EXERCISE REQUIREMENTS: In the records below, find the line containing "Point to the dirt road", then copy that line and all lines after it, exactly, omitting every picture.

SOURCE MATERIAL:
====

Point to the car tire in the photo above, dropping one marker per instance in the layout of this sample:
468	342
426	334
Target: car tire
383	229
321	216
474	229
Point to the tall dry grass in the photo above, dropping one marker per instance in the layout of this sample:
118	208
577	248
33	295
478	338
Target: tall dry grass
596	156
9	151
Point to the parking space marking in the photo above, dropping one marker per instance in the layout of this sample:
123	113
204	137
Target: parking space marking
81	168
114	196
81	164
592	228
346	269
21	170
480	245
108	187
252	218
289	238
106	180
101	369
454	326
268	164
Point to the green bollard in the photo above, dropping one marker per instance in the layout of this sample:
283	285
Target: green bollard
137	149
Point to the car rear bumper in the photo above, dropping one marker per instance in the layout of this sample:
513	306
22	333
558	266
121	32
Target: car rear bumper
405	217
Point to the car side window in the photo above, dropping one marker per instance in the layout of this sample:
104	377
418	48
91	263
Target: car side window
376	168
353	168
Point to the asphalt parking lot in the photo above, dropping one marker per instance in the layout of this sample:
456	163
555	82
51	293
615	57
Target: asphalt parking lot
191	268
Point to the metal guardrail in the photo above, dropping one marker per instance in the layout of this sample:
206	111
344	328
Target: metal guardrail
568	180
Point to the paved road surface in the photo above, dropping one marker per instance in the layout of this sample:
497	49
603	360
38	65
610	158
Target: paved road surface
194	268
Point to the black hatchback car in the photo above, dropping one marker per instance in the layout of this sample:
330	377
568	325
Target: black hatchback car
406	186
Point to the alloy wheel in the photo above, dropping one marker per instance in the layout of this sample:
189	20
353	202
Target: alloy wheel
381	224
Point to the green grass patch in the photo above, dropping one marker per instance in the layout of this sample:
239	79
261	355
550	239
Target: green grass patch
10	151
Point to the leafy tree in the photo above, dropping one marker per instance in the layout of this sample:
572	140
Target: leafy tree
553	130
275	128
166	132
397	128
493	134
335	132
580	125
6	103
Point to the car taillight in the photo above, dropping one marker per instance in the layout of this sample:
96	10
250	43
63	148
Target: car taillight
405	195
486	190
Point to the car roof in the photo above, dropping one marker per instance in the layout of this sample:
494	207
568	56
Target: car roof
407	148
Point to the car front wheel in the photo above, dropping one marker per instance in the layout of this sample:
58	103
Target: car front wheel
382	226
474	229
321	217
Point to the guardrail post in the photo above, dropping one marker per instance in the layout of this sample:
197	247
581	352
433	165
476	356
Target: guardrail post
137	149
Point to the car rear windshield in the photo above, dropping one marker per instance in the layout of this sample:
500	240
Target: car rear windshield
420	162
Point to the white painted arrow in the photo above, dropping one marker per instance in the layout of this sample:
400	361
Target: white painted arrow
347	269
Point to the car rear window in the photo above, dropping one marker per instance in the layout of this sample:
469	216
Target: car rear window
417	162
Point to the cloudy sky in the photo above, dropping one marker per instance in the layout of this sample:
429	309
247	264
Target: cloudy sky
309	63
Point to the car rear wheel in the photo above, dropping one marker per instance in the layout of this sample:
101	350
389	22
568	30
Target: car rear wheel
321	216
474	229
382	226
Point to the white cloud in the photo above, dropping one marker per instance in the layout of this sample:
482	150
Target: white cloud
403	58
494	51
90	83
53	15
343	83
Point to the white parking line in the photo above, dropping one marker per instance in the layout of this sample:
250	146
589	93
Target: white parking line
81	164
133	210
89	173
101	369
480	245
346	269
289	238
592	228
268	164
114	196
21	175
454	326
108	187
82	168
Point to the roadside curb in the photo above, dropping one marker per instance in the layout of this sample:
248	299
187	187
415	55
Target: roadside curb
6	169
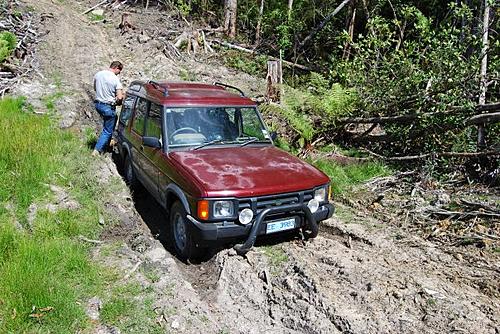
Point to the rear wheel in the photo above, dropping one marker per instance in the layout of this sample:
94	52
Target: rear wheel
180	233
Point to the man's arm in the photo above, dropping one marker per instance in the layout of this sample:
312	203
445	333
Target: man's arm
119	96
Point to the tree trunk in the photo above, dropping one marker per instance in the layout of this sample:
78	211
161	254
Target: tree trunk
481	133
290	7
259	23
230	9
347	46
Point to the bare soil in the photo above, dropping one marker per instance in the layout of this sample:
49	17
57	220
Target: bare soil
366	272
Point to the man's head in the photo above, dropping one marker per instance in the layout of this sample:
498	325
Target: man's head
116	67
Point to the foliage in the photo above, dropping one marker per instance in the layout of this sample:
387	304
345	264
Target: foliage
8	42
251	64
428	70
345	177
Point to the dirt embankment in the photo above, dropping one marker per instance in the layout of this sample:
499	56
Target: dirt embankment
361	275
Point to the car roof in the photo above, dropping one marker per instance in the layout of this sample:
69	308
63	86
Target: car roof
185	93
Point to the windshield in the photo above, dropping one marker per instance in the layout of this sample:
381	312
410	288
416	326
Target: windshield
202	126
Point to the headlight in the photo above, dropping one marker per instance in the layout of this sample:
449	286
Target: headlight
313	205
320	194
246	216
223	209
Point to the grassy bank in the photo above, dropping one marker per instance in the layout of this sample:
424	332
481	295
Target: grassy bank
45	271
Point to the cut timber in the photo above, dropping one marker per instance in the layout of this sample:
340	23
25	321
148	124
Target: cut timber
274	81
94	7
240	48
484	118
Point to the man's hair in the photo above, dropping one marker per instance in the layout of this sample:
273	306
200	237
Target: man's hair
116	64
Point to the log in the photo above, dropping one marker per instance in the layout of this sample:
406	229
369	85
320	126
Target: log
436	154
240	48
323	23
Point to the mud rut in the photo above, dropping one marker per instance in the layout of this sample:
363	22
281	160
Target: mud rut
353	278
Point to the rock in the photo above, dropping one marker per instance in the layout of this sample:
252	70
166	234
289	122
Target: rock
98	12
143	38
175	324
93	308
156	254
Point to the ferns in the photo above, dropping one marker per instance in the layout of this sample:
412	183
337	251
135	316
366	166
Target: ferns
308	110
8	43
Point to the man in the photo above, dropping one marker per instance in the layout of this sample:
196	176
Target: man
109	93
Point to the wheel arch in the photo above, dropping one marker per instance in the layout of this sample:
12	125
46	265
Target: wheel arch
174	192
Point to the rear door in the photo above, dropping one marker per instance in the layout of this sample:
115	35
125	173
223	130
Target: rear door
135	138
152	155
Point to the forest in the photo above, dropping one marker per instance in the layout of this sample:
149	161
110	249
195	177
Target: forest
408	81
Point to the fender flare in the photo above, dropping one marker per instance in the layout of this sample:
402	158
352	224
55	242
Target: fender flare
175	189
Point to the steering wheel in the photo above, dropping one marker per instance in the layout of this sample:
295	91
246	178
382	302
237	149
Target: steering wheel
186	129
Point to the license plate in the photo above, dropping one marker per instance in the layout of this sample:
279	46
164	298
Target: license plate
281	225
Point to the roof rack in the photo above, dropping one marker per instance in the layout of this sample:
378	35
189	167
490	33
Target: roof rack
157	85
229	86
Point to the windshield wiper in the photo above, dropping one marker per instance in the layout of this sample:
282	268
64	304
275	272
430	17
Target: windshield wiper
212	142
252	140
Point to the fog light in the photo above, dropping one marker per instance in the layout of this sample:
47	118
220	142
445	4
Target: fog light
313	205
246	216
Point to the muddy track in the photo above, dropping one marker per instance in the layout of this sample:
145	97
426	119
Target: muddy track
353	278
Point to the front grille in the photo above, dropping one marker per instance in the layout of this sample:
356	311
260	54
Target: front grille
259	203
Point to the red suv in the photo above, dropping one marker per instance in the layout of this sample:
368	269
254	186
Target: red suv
204	153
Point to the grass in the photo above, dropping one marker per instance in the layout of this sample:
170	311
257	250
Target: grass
46	273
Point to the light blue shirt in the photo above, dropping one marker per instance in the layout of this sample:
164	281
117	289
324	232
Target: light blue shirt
106	84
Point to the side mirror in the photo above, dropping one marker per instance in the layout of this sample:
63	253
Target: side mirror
151	142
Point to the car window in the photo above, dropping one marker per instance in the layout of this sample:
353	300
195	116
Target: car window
153	125
128	106
251	124
140	115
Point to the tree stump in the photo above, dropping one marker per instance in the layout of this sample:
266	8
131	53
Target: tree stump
125	24
274	80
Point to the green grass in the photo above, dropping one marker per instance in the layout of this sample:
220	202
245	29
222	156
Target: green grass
344	178
27	160
46	274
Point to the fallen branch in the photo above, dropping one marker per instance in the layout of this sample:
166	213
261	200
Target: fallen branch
81	237
484	118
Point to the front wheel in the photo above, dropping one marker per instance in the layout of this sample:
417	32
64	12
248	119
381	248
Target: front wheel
129	173
180	233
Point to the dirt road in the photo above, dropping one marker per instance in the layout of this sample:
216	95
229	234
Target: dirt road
360	275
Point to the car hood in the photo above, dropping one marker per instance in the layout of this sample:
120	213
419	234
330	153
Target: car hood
248	171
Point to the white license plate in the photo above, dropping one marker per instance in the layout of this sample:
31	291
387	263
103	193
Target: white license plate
281	225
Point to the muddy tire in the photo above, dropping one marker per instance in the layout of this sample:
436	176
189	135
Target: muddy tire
180	233
129	174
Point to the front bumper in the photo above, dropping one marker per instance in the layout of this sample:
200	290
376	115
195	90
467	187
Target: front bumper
211	234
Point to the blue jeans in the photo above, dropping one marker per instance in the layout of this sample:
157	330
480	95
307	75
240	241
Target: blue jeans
108	114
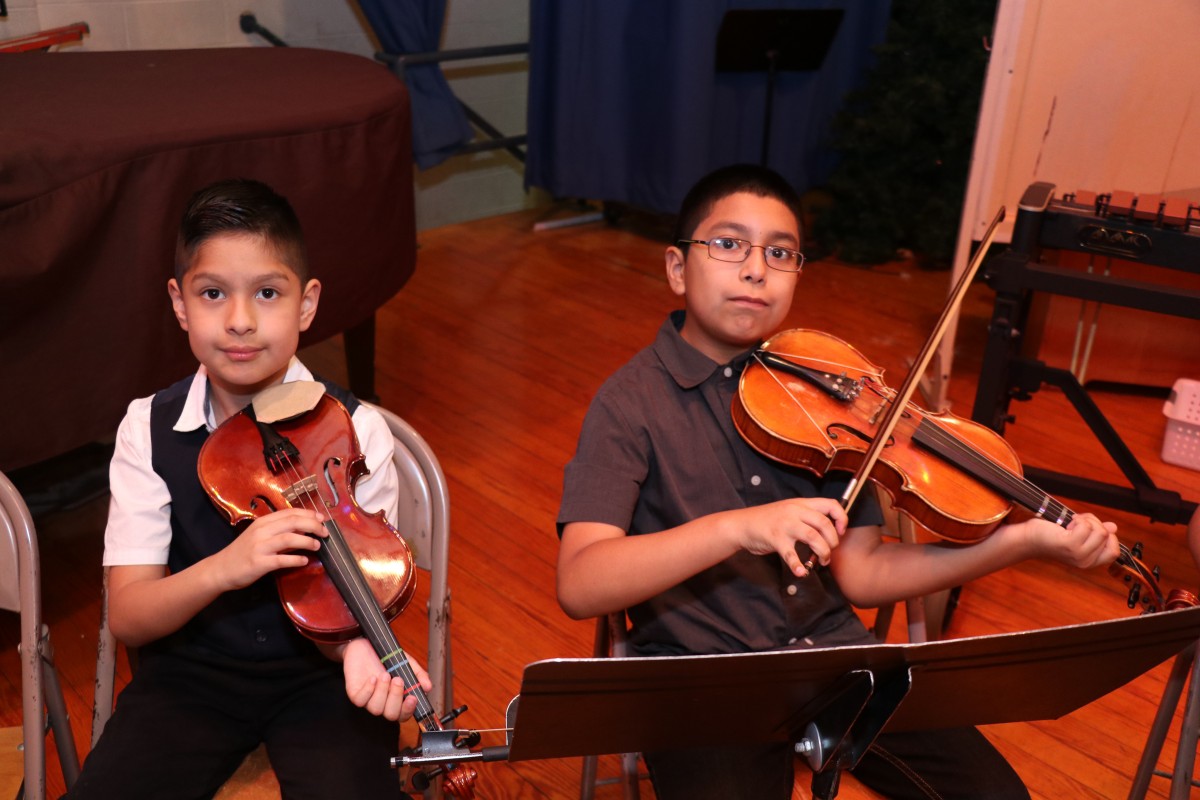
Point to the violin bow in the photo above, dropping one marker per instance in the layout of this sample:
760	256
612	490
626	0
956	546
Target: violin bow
900	402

====

CORRECT OUTPUT:
Point to the dirt road in the photo above, dropping one marker per instance in the layout of this sample:
216	95
229	234
Target: dirt road
360	275
Point to the car hood in the photo above, dropping one marker per instance in the layout of this sample:
120	213
419	234
330	153
Target: car hood
248	171
Point to the white license plate in the photo above, dropping one marker per instance in the layout of this sample:
31	291
387	263
103	193
Target: white license plate
281	225
Point to the muddy tire in the photo above, dropping one marker per instance in the layout of this sample:
436	176
189	135
Target: muddy tire
180	233
129	174
Point to the front bumper in the photo above, dropping one marker per instance in the layout of this sample:
200	290
376	115
195	90
467	187
Target: front bumper
211	234
Point to the blue jeans in the photo above, dropping one marker per instance in the layout of this sample:
157	330
480	95
307	75
240	241
Target: blue jeans
108	114
Point to the violin bow in the photo above, dropping one marker per instance in the layout of this sample:
760	256
612	490
626	0
956	546
Target: violin bow
900	402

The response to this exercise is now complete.